## Your goal
Rescale the lines below, from the first line through the line that contains "[[[304,88],[277,85],[285,117],[341,118],[320,94]]]", and write them all out again, requests included. Multiply every outline coordinate in the answers by 2.05 and round it to a whole number, with halves rounding up, and leave the pictures out.

## Given data

>> Begin

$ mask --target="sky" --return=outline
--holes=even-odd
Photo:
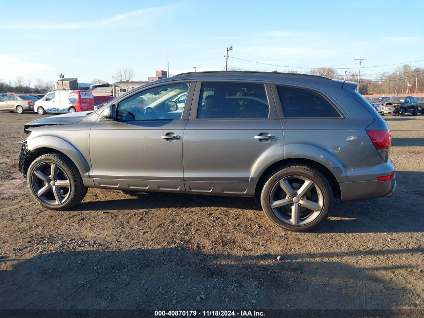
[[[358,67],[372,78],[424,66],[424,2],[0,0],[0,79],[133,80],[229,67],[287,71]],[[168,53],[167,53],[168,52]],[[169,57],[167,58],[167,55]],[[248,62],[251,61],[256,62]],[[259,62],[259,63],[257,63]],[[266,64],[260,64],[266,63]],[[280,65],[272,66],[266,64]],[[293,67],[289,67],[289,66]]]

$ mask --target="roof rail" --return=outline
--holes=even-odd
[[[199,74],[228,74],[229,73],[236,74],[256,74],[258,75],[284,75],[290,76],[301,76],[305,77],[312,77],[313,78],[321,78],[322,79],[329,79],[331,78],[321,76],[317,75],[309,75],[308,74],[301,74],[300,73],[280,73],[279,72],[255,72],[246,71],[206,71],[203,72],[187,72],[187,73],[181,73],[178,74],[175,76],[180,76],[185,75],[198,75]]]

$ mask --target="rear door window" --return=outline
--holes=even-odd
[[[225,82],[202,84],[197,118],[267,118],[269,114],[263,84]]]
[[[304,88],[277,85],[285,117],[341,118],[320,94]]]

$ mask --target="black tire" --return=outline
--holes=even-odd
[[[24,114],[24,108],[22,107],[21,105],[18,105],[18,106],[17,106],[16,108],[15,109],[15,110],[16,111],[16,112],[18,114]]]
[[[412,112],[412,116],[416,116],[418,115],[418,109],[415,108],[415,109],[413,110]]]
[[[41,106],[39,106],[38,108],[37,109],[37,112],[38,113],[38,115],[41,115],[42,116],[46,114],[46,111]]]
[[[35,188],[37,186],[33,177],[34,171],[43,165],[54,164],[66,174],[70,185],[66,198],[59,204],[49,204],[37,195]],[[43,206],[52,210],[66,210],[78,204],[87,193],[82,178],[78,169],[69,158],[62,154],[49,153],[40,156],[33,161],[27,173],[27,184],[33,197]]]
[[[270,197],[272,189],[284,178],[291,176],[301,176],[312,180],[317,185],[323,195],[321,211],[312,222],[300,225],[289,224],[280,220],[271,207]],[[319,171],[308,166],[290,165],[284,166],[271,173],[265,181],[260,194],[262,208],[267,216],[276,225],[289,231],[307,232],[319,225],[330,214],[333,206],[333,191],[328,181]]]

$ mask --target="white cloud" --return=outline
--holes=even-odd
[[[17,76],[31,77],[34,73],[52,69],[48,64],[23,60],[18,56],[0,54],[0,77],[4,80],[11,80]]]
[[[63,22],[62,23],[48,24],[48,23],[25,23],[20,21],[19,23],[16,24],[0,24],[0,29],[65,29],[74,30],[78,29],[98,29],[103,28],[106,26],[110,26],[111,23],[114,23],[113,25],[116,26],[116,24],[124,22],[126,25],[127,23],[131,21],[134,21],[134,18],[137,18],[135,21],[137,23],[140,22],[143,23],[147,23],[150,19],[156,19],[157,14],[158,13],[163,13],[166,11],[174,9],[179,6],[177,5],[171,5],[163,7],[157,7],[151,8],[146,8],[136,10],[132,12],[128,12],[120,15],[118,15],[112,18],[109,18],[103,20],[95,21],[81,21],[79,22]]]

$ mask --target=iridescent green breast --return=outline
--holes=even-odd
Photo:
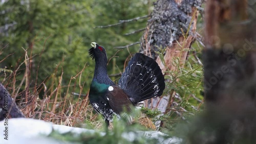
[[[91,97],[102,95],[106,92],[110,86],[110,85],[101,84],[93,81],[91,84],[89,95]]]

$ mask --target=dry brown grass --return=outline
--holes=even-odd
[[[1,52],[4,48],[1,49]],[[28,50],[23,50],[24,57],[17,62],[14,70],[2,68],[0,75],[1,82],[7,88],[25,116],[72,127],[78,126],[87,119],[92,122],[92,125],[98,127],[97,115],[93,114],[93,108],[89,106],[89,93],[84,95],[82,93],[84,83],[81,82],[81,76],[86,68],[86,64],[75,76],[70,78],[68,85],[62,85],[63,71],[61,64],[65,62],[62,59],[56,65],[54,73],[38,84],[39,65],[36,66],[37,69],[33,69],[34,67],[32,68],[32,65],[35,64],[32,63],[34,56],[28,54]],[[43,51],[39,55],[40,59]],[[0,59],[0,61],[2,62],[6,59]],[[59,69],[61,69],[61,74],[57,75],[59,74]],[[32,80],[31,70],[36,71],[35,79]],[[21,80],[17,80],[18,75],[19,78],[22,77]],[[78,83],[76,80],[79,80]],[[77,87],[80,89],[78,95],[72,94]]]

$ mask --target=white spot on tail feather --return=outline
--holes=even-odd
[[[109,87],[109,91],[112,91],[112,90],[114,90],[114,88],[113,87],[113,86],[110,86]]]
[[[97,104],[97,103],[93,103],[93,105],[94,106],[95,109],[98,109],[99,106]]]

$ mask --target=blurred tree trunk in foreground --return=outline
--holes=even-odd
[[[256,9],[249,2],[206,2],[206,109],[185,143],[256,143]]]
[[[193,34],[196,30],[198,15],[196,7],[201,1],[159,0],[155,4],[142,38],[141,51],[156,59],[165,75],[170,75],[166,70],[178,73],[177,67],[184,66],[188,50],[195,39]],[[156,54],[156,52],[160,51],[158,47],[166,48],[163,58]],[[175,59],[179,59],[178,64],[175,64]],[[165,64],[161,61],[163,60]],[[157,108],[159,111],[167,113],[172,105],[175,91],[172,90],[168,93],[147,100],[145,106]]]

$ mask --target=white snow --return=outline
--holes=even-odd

>> End

## Task response
$ mask --target="sky" --return=outline
--holes=even-odd
Photo:
[[[734,137],[763,160],[869,135],[869,4],[0,0],[0,162],[273,164],[469,137],[588,146]],[[344,109],[342,109],[344,107]],[[346,117],[342,119],[342,113]],[[508,127],[515,125],[525,127]],[[531,127],[531,129],[527,129]],[[545,131],[533,131],[545,129]],[[574,133],[558,135],[545,131]],[[601,137],[592,137],[592,135]]]

$ mask --target="roof rail" --return=outline
--holes=even-odd
[[[408,152],[467,152],[469,150],[484,152],[525,152],[529,154],[582,154],[595,156],[617,156],[625,158],[640,158],[642,160],[658,160],[660,162],[674,162],[679,160],[658,156],[650,154],[633,154],[631,152],[617,152],[615,150],[574,150],[572,148],[523,148],[504,146],[422,146],[416,148],[383,148],[383,150],[371,150],[365,152],[359,156],[369,156],[379,154],[406,154]]]

$ mask --target="rear door window" --return=outline
--holes=even-odd
[[[461,168],[414,172],[404,242],[547,242],[551,234],[539,172]]]
[[[623,180],[568,174],[584,240],[699,242],[656,193]]]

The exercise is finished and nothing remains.